◆ **WHAT TO WORK ON**: Reproduce every line of the entries below word for word, including all box coordinates, but omit the pictures.

Box annotation data rows:
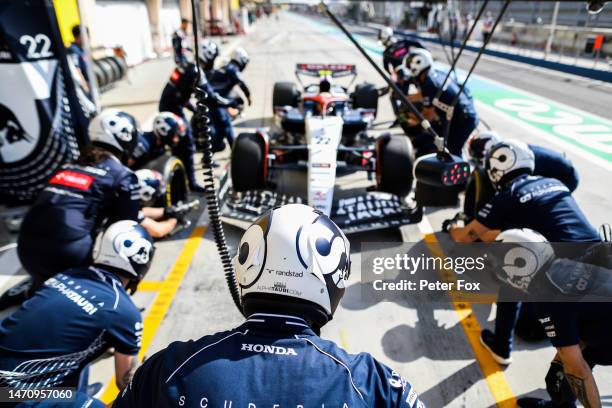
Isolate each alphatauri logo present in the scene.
[240,343,297,356]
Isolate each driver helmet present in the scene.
[231,48,249,71]
[153,112,187,147]
[135,169,166,207]
[319,75,332,93]
[92,220,155,293]
[378,27,393,47]
[233,204,351,330]
[88,109,140,163]
[404,48,433,77]
[485,139,535,189]
[493,228,555,292]
[463,130,501,166]
[198,39,219,71]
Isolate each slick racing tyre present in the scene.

◆ **SOLUTION FOR THIS EXERCISE**:
Isolate each alphatauri logo present in the scene.
[240,343,297,356]
Isolate each driver helmet present in the scene.
[231,48,249,71]
[153,112,187,147]
[135,169,166,207]
[319,75,332,93]
[92,220,155,293]
[378,27,393,47]
[233,204,351,330]
[88,109,140,163]
[404,48,433,77]
[485,139,535,189]
[493,228,555,292]
[463,130,501,166]
[198,39,219,71]
Isolate each slick racing tyre present in the scene.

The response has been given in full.